À faire.
A - Pouvez-vous recopier, dans l'extrait sur l'École de Nice, le passage qui va de « Fin des années cinquante » jusqu'à « la Galerie Matarasso. » ?
B - Les affirmations suivantes concordent-elles avec l'extrait sur l'École de Nice ? Répondez à chacune par oui ou par non et citez textuellement les mots décisifs.
(i) Ben a ouvert sa boutique de disques d'occasion en octobre 1958.
(ii) Les Cristallisations verbales de Paul-Armand Gette ont été exposées à la Galerie Longchamp.
(iii) Ben et Malaval se sont associés pour ouvrir une boîte de nuit.
C - Répondez à ces questions d'après l'extrait sur l'École de Nice.
(i) Quel est le titre de la première exposition montée avec Raysse, Chubac, Gilli et Ben ?
(ii) En quoi consistent les Cachets créés par Arman ?
(iii) Quelles années l'extrait désigne-t-il comme la grande époque du mouvement ?

Résumé des chroniques précédentes


L’art ne se conçoit pas sans son Histoire ! Depuis Duchamp et bien d’autres, « libérés » -du moins le prétendent-ils…- des contraintes classiques de la représentation et du « beau », les artistes soit interpellent, questionnent, provoquent, soit recherchent de nouvelles esthétiques plus radicales, hors des mediums traditionnels. Pourtant rien n’est « neutre » dans leurs démarches. Tout s’inscrit dans une Histoire qui en retour fait évoluer les pratiques. L’Ecole de Nice ne déroge pas à ces cheminements. Mieux très souvent, cette mouvance l’a anticipé ou favorisé. Connaître l’Histoire de l’Ecole de Nice dans tous ses ressorts fait partie intégrante de sa marche continue.

Qu’en est-il de la Ville de Nice et de ses municipalités successives d’alors ? Quelle place jouèrent-elles dans l’émergence et le rayonnement de l’Ecole ? Et notamment puisque la grande époque de ce mouvement furent les années 60-80, quels comportements eurent Jean et de Jacques Médecin , les maires charismatiques et « tout-puissants » de ces années-là ?

Fin des années cinquante

Le Laboratoire 32, La boutique galerie de Ben, début années 60 Une première exposition : « Scorbut », est montée avec Raysse, Chubac, Gilli et Ben. Nombre de jeunes artistes s’y rencontrent, font connaissance, dont Venet, Mas, Erebo, Serge III, Alocco,..,.

Fin des années 50 : Arman crée les Cachets ; il s’agit d’empreintes de tampons de caoutchouc de différentes couleurs. Ben Vautier (dit Ben) et Malaval s’associent pour ouvrir une boîte de nuit : « Le Grac », qu’ils décorent ensemble. Malaval accroche des toiles surréalistes ; au bar, Ben fait des écritures de couleur. La Galerie Longchamp, rue Longchamp, expose Gilli, Raysse, Chubac. A l’époque, leurs toiles sont plutôt abstraites, tendance Ecole de Paris. Paul-Armand Gette crée ses premières Cristallisations verbales. Elles seront exposées en 1960 à la Galerie Matarasso.
En octobre 1958, Ben change de métier ; il monte une boutique de disques d’occasion au 32, rue Tondutti de l’Escarène. Il en fait rapidement une galerie, malgré l’étroitesse des lieux. Son projet : montrer « tout ce qu’il y avait de nouveau en Art à Nice et dans la région ».

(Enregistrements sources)
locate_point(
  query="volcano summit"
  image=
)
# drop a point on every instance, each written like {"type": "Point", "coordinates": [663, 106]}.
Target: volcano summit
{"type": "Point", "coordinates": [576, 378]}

---

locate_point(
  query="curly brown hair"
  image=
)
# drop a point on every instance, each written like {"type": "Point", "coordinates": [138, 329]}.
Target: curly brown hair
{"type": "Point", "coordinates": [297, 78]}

Problèmes résolus.
A -
Fin des années cinquante

Le Laboratoire 32, La boutique galerie de Ben, début années 60 Une première exposition : « Scorbut », est montée avec Raysse, Chubac, Gilli et Ben. Nombre de jeunes artistes s’y rencontrent, font connaissance, dont Venet, Mas, Erebo, Serge III, Alocco,..,.

Fin des années 50 : Arman crée les Cachets ; il s’agit d’empreintes de tampons de caoutchouc de différentes couleurs. Ben Vautier (dit Ben) et Malaval s’associent pour ouvrir une boîte de nuit : « Le Grac », qu’ils décorent ensemble. Malaval accroche des toiles surréalistes ; au bar, Ben fait des écritures de couleur. La Galerie Longchamp, rue Longchamp, expose Gilli, Raysse, Chubac. A l’époque, leurs toiles sont plutôt abstraites, tendance Ecole de Paris. Paul-Armand Gette crée ses premières Cristallisations verbales. Elles seront exposées en 1960 à la Galerie Matarasso.

B -
(i) Oui : « En octobre 1958, Ben change de métier ; il monte une boutique de disques d’occasion au 32, rue Tondutti de l’Escarène. »
(ii) Non : « Elles seront exposées en 1960 à la Galerie Matarasso. »
(iii) Oui : « Ben Vautier (dit Ben) et Malaval s’associent pour ouvrir une boîte de nuit »

C -
(i) « Scorbut ».
(ii) Ce sont des empreintes de tampons de caoutchouc de différentes couleurs.
(iii) Les années 60-80.